Reproduce word for word the lines of the listing starting with the line that contains "TARGET = green foliage" and continuing through the end of the listing. Include both the starting line and the final line.

Location labeling listing:
-------------------------

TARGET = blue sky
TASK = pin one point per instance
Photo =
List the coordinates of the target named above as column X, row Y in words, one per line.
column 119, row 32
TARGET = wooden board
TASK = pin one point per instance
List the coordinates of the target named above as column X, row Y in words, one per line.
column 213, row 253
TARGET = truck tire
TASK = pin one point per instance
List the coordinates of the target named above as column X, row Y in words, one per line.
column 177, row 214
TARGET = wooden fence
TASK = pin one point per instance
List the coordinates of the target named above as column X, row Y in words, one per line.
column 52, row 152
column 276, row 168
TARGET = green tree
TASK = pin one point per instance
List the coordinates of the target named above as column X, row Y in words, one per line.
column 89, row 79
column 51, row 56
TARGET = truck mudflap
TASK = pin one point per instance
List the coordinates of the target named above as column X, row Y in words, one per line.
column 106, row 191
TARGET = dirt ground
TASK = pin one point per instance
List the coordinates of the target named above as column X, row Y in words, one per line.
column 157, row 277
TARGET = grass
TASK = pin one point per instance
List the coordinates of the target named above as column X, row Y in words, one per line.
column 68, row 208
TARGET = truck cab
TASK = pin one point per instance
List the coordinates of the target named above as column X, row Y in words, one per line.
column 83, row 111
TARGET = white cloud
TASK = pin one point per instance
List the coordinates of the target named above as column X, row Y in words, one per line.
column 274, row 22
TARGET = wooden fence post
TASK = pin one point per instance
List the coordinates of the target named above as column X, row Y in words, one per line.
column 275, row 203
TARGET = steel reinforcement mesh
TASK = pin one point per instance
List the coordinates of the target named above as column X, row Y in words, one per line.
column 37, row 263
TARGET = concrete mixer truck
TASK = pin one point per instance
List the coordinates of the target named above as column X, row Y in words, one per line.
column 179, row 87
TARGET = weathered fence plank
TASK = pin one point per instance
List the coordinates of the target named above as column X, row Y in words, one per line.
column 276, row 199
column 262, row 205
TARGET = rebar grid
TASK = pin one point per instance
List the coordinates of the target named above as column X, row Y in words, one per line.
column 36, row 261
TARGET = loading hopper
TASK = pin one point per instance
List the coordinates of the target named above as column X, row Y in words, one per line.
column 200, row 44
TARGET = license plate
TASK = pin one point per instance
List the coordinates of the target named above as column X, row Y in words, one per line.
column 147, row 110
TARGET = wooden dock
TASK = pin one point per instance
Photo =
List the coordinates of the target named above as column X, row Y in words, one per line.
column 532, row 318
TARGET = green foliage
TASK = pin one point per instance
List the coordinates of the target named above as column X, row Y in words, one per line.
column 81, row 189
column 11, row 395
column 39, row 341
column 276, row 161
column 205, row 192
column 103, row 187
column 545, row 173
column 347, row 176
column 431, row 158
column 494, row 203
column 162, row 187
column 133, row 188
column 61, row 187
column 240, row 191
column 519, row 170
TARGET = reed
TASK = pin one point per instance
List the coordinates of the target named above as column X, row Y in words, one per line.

-------------------------

• Reply:
TARGET = green foliage
TASK = pin one point per instance
List the coordinates of the target named above as column X, row Y in words, one per line.
column 81, row 189
column 11, row 395
column 39, row 341
column 276, row 161
column 205, row 192
column 103, row 187
column 545, row 173
column 347, row 176
column 431, row 158
column 494, row 203
column 162, row 187
column 133, row 188
column 61, row 187
column 240, row 191
column 519, row 170
TARGET = reed
TASK = pin one point per instance
List the coordinates of the target named above as column X, row Y in words, one per line.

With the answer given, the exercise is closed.